WORK TO DO: Reproduce every line of the material below verbatim.

LISTING:
◆ ◆ ◆ ◆ ◆ ◆ ◆

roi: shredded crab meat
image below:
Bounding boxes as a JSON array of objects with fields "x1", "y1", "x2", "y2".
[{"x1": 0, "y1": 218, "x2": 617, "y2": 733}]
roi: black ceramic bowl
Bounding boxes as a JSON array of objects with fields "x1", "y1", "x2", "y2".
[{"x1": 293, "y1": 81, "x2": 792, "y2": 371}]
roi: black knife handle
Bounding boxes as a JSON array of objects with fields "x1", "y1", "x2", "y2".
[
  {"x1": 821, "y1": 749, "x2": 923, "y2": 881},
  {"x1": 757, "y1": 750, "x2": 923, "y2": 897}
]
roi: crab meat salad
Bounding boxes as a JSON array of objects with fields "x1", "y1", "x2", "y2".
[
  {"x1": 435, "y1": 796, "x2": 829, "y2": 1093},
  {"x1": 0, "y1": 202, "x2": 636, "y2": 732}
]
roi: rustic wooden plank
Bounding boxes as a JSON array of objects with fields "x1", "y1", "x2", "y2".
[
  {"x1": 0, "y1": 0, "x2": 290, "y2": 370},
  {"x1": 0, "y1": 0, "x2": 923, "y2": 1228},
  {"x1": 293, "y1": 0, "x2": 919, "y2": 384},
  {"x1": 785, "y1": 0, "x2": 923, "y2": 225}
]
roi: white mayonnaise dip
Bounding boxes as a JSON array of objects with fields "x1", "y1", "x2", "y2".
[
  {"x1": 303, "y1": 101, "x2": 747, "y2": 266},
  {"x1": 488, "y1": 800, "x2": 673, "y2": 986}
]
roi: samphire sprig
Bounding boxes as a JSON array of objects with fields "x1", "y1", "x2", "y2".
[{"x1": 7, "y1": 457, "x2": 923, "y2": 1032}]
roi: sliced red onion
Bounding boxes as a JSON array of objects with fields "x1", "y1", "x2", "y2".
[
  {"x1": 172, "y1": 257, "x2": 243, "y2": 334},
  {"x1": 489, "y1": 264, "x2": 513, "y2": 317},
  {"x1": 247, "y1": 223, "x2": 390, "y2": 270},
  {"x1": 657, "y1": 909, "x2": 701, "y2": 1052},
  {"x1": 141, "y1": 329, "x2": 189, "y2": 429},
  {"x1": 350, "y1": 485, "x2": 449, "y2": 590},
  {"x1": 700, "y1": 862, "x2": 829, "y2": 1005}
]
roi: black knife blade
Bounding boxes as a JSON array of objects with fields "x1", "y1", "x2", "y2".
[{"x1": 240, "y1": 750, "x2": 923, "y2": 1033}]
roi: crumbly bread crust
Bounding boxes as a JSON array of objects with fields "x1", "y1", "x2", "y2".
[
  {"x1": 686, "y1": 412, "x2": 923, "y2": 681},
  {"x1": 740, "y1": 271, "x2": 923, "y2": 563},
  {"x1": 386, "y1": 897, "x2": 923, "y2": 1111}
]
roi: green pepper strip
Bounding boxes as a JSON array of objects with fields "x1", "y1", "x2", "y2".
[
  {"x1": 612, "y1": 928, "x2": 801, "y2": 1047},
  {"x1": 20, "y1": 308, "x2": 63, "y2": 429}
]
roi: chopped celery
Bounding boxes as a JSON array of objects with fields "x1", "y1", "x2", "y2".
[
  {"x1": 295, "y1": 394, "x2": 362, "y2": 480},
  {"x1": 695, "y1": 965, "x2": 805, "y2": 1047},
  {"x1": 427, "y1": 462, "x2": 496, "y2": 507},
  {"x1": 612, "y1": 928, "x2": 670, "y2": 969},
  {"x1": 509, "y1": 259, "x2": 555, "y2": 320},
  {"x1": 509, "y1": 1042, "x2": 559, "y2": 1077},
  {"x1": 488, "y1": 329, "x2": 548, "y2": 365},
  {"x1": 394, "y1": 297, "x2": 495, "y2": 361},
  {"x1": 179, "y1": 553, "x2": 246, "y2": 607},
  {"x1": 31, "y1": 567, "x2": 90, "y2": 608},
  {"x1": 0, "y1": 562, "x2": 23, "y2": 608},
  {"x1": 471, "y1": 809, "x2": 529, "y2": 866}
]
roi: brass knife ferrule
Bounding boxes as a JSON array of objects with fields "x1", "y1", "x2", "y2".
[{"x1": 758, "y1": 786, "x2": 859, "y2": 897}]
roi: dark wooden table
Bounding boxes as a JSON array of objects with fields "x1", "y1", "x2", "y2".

◆ ◆ ◆ ◆ ◆ ◆ ◆

ANSWER TO THIS EXERCISE:
roi: shredded crab meat
image below:
Bounding boxes as a JSON array of objects with fields "x1", "y1", "x2", "y2".
[{"x1": 0, "y1": 218, "x2": 617, "y2": 733}]
roi: black ceramic bowl
Bounding boxes as a JSON array of objects with fields "x1", "y1", "x2", "y2".
[{"x1": 293, "y1": 81, "x2": 792, "y2": 371}]
roi: black knife handle
Bounding boxes as a JSON array of objects with fields "x1", "y1", "x2", "y2".
[
  {"x1": 821, "y1": 749, "x2": 923, "y2": 881},
  {"x1": 757, "y1": 750, "x2": 923, "y2": 897}
]
roi: crab meat salad
Bounding boxes as a JSON array of objects with fields "x1", "y1", "x2", "y2".
[
  {"x1": 435, "y1": 796, "x2": 829, "y2": 1093},
  {"x1": 0, "y1": 202, "x2": 636, "y2": 732}
]
roi: rustic wooden plank
Bounding boxes as a JSON array of objects with fields "x1", "y1", "x2", "y2".
[
  {"x1": 0, "y1": 0, "x2": 290, "y2": 370},
  {"x1": 0, "y1": 0, "x2": 923, "y2": 1228},
  {"x1": 293, "y1": 0, "x2": 919, "y2": 384},
  {"x1": 785, "y1": 0, "x2": 923, "y2": 225}
]
roi: white mayonnaise dip
Bounding boxes as a JSON array of objects with fields "x1", "y1", "x2", "y2".
[
  {"x1": 303, "y1": 101, "x2": 747, "y2": 266},
  {"x1": 488, "y1": 800, "x2": 673, "y2": 986}
]
roi: samphire sprig
Bounding boxes as a JSON array of objects with fields "x1", "y1", "x2", "y2".
[{"x1": 7, "y1": 457, "x2": 923, "y2": 1032}]
roi: sliced red onion
Bounding boxes as a JSON array of objects with fields "x1", "y1", "x2", "y2".
[
  {"x1": 172, "y1": 257, "x2": 243, "y2": 334},
  {"x1": 489, "y1": 264, "x2": 513, "y2": 317},
  {"x1": 247, "y1": 223, "x2": 390, "y2": 270},
  {"x1": 657, "y1": 909, "x2": 701, "y2": 1052},
  {"x1": 141, "y1": 329, "x2": 189, "y2": 429},
  {"x1": 350, "y1": 485, "x2": 449, "y2": 590},
  {"x1": 700, "y1": 862, "x2": 829, "y2": 1005}
]
roi: black knife blade
Bounding boxes as a JSON array of objects with fields "x1", "y1", "x2", "y2".
[{"x1": 240, "y1": 750, "x2": 923, "y2": 1033}]
roi: crumbly bread crust
Bounding boxes as a JSON array of objects with fields "x1", "y1", "x2", "y2".
[
  {"x1": 686, "y1": 412, "x2": 923, "y2": 681},
  {"x1": 740, "y1": 271, "x2": 923, "y2": 563},
  {"x1": 386, "y1": 897, "x2": 923, "y2": 1111}
]
roi: green pepper strip
Bounding boxes as a JSON array of objects with fields "x1", "y1", "x2", "y2".
[
  {"x1": 612, "y1": 928, "x2": 801, "y2": 1047},
  {"x1": 20, "y1": 308, "x2": 63, "y2": 429}
]
roi: chopped celery
Bounding boxes as a JSON array of objects with fields "x1", "y1", "x2", "y2".
[
  {"x1": 295, "y1": 394, "x2": 362, "y2": 480},
  {"x1": 695, "y1": 965, "x2": 805, "y2": 1047},
  {"x1": 427, "y1": 462, "x2": 496, "y2": 507},
  {"x1": 612, "y1": 928, "x2": 670, "y2": 969},
  {"x1": 509, "y1": 259, "x2": 555, "y2": 320},
  {"x1": 509, "y1": 1042, "x2": 559, "y2": 1077},
  {"x1": 488, "y1": 329, "x2": 548, "y2": 365},
  {"x1": 394, "y1": 297, "x2": 495, "y2": 361},
  {"x1": 179, "y1": 553, "x2": 246, "y2": 607},
  {"x1": 31, "y1": 567, "x2": 90, "y2": 608},
  {"x1": 0, "y1": 562, "x2": 23, "y2": 608},
  {"x1": 471, "y1": 809, "x2": 529, "y2": 866}
]
roi: brass knife ferrule
Bounding boxes as a JSON array of objects with fields "x1", "y1", "x2", "y2".
[{"x1": 758, "y1": 786, "x2": 859, "y2": 897}]
roi: dark wooden table
Bounding boxes as a JSON array of objects with fields "x1", "y1", "x2", "y2".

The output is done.